## EXTRACTED RECORDS:
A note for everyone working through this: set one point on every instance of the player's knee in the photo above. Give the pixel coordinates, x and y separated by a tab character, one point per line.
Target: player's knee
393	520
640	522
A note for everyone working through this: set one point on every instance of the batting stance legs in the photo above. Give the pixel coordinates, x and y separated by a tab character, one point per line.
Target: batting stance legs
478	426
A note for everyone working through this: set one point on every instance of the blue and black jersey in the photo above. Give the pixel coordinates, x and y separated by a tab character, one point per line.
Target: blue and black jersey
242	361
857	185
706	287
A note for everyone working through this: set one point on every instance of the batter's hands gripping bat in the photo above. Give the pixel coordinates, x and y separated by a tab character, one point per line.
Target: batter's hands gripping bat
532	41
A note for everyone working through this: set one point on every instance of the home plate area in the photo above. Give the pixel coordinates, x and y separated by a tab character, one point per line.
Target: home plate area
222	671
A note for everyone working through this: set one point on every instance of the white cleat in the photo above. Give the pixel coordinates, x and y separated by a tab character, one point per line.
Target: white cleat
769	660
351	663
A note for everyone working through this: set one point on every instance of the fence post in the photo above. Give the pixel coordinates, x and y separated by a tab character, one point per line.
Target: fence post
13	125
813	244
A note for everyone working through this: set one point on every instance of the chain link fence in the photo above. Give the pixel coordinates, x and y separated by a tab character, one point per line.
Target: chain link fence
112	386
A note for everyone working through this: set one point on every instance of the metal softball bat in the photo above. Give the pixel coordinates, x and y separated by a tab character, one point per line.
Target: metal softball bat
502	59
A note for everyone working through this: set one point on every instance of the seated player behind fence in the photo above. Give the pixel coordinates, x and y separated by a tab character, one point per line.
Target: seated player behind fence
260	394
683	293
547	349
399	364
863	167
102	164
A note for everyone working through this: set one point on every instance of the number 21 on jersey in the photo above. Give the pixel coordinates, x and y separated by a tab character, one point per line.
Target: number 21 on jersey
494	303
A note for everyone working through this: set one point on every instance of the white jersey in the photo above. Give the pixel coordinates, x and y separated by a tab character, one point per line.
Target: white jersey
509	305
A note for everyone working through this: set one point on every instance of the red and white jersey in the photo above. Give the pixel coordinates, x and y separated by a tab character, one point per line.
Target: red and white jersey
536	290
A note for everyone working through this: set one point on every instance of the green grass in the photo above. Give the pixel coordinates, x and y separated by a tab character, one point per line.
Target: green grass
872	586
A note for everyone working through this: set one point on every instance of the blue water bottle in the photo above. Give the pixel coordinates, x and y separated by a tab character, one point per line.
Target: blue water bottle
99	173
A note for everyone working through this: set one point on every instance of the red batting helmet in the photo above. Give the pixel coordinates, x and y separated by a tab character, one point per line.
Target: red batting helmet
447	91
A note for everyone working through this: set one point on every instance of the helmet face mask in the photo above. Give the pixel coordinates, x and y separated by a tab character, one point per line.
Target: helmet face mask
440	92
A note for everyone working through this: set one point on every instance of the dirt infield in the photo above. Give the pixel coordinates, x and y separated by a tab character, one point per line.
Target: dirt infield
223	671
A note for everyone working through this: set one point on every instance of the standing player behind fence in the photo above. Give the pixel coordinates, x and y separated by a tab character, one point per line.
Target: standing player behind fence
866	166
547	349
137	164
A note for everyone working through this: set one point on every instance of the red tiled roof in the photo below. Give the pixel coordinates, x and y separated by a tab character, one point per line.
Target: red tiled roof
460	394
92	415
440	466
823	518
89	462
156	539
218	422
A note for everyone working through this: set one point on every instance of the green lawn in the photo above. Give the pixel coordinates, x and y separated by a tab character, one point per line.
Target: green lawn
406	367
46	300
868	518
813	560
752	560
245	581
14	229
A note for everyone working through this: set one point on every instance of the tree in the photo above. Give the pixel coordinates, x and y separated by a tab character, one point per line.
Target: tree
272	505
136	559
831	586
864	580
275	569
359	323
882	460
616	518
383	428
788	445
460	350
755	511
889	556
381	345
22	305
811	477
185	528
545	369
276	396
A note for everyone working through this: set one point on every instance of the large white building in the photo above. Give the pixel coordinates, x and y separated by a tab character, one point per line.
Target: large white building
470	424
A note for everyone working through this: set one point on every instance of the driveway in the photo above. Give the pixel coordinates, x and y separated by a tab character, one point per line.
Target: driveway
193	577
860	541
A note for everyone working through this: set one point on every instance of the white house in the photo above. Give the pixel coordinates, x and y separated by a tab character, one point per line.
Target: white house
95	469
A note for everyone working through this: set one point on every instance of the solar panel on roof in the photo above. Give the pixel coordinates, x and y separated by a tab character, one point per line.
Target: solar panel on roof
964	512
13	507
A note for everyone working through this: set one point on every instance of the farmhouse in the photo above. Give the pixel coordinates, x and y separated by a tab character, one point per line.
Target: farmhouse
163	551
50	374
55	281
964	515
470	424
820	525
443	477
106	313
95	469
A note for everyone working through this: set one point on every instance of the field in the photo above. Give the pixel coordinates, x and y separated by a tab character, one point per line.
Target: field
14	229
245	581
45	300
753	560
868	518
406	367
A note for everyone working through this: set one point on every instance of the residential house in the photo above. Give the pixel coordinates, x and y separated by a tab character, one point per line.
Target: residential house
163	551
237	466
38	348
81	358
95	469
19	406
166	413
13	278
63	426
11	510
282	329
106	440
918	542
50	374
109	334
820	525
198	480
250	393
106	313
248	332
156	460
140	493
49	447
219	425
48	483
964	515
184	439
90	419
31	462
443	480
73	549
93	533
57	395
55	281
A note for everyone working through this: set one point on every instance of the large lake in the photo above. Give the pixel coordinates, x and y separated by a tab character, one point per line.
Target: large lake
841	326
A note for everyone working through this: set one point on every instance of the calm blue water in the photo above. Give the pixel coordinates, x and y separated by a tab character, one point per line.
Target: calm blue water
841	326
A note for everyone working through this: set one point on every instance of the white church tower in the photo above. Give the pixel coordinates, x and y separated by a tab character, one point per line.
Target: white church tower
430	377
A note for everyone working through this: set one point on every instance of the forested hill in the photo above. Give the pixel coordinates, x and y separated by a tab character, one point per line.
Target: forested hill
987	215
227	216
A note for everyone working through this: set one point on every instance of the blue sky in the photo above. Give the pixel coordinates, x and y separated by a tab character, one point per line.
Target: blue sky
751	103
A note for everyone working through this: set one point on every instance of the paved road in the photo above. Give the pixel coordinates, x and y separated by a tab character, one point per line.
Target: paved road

## TASK TO CARRY OUT:
The response should reproduce every entry above exactly.

## ANSWER BELOW:
A note for everyone working through this: set one point on every instance of the player's knee in the photo above. Give the pixel coordinates, x and y separated by a tab character, one point per line.
Target: player's knee
393	520
640	522
A note for everyone working through this: set one point on every instance of the batting stance legs in the photo above. Give the pixel coordinates, x and y separated by a tab character, one point per line.
Target: batting stance legs
478	426
A note for everyone working through this: set one point on every instance of the blue and black jersey in the photo above. Give the pixel coordinates, x and y separated by a tab character, one point per line.
Target: blue and black jersey
242	361
857	185
706	287
A note for everyone working through this: set one point on every instance of the batter's hands gripping bat in the photo above. Give the pixel coordinates, x and y separated by a tab character, one point per line.
Target: batter's hands gripping bat
532	41
A note for everyone working through this: set one point on every instance of the home plate area in the photo above. Give the pixel coordinates, x and y separated by a tab character, one point per line.
Target: home plate area
222	671
A note for everyone working through this: set one point on every instance of the white cleat in the photo above. Give the pixel coordinates, x and y separated by a tab character, one point per line.
Target: white cleat
769	660
351	663
A note for everyone working through this: set one point on every instance of the fence post in the photo above. Give the pixel coordinates, x and y separated by a tab character, one point per line.
Target: fence post
13	125
813	244
A note for everyone working through this: set one point on every instance of the chain link fence in the photo above. Give the pixel coordinates, x and y separated by a tab character, one point per line.
Target: chain link fence
112	386
A note for everyone working through this: set one point on every instance of the metal softball bat in the photo above. Give the pixel coordinates, x and y separated by a tab character, one point per line.
Target: metal softball bat
502	59
A note for everyone working through this: set one point on every instance of the seated player behind fence in the photo above. Give the pixel coordinates, x and y separated by a tab character, one point per line.
Target: seated player behind fence
260	394
683	293
547	349
399	364
863	167
102	164
A note for everyone working through this: set one point on every instance of the number 21 on jersey in the photo above. Give the pixel coordinates, x and y separated by a tab character, one point per line.
Target: number 21 on jersey
494	303
A note for everyone working through this: set one point on every instance of the white jersey in the photo above. Give the pixel coordinates, x and y separated by a tab character, one point per line.
Target: white jersey
509	305
A note for everyone working through this: set one point on every instance of the red and white jersey in the photo above. Give the pixel coordinates, x and y separated by a tab character, one point per line.
Target: red and white jersey
536	290
A note for everyone working through this: set one point on every instance of the green grass in the photo above. Give the pixel coordinates, x and y separated by a tab character, one point per line.
Target: green grass
872	586
A note for everyone working through this: set one point on every instance of the blue water bottle in the photo above. Give the pixel coordinates, x and y separated by a tab character, one point per line.
Target: blue water bottle
99	173
A note for everyone working through this: set one point on every instance of the red batting helmet in the photo above. Give the pixel coordinates, x and y separated by a tab character, one point per line.
Target: red batting helmet
447	91
A note for everyone working through this: set one point on every instance of the helmet face mask in the photo above. Give the pixel coordinates, x and y separated by a tab character, one point per line.
Target: helmet face mask
440	92
A note for everyone working through this: set one point on every instance of the dirt infield in the photo above. Give the pixel coordinates, x and y separated by a tab character, one point per line.
Target: dirt infield
223	671
A note for everyone working through this: set one point on every instance of the standing player behind fence in the photo above. Give the pixel coordinates, x and y separated by a tab character, one point per line.
Target: standing player behind fence
866	166
547	349
137	164
A note for everyone working through this: set one point on every instance of the red tiled roof in the photo below. Give the pixel coordinates, x and y separated by a tab character, one point per line.
Target: red tiled roof
460	394
92	415
440	466
823	518
89	462
156	539
218	422
A note for everyone working through this: set one point on every instance of the green lawn in the photo above. Give the pixel coordinates, x and y separated by a tab character, one point per line.
Target: green lawn
406	367
46	300
868	518
813	560
752	560
245	581
14	229
A note for everyone working through this: set one point on every instance of the tree in the photo above. Give the pixel coordinates, x and y separated by a tab character, one point per line.
Target: tree
272	505
136	559
831	586
864	580
275	569
359	323
882	460
616	518
383	428
788	445
460	350
755	511
889	556
381	345
22	305
811	477
185	528
545	369
276	396
A note for everyone working through this: set one point on every instance of the large white building in the photo above. Give the pixel coordinates, x and y separated by a tab character, one point per line.
Target: large white building
470	424
A note for everyone working through this: set one point on every instance of the driveway in the photo above. Give the pixel coordinates, x and y separated by a tab character, one point per line.
Target: driveway
193	577
860	541
A note for everyone working through this: set one point on every instance of the white house in the photo above. Give the pixel coordinates, x and y separated by a tab character, one point per line.
Target: white house
95	469
A note for everyone working through this: set one point on every instance of the solar panel on roof in the photo above. Give the pixel coordinates, x and y separated by a tab character, one point per line.
Target: solar panel on roof
964	512
13	507
A note for everyone working through this: set one point on every instance of the farmhouse in the photo above. Give the pixel coordinates, x and y separated by a tab character, one point per line.
Target: farmhouse
163	551
50	374
55	281
964	515
470	424
820	525
443	477
106	313
95	469
A note for everyone working through this: set one point on every instance of the field in the photo above. Give the pixel coordinates, x and y separated by a tab character, one point per line.
Target: field
14	229
245	581
45	300
753	560
868	518
406	367
A note for everyone working through this: set one point on every instance of the residential house in the photo above. Give the pixel coordinates, x and y separated by a tab character, one point per line.
Target: residential house
163	551
237	466
38	348
81	358
95	469
19	406
166	413
13	278
63	426
11	510
282	329
106	440
918	542
50	374
109	334
820	525
198	480
250	393
106	313
248	332
156	460
140	493
49	447
219	425
48	483
964	515
184	439
90	419
31	462
443	480
73	549
93	533
57	395
55	281
A note for everyone working through this: set one point on every instance of the large lake in the photo above. Give the pixel coordinates, x and y separated by a tab character, one point per line.
Target: large lake
841	326
A note for everyone working through this: set one point on every instance of the calm blue water in the photo above. Give the pixel coordinates, x and y separated by a tab character, one point per line.
Target: calm blue water
841	326
A note for everyone working through this: set one point on every instance of the white church tower in the photo above. Give the pixel coordinates, x and y separated by a tab character, one point per line.
Target: white church tower
430	377
A note for everyone working through this: set one point on every instance of the forested hill in the photo above. Give the pixel coordinates, x and y separated by a tab character, one point per line.
Target: forested hill
987	215
227	216
A note for everyone working through this: set one point on every instance of the blue sky in the photo above. Give the pixel coordinates, x and y separated by a tab character, one point per line.
Target: blue sky
751	103
A note for everyone working through this: set one point on every instance of the paved road in the photo above. Give the pixel coordinates, x and y separated by a tab character, one point per line.
Target: paved road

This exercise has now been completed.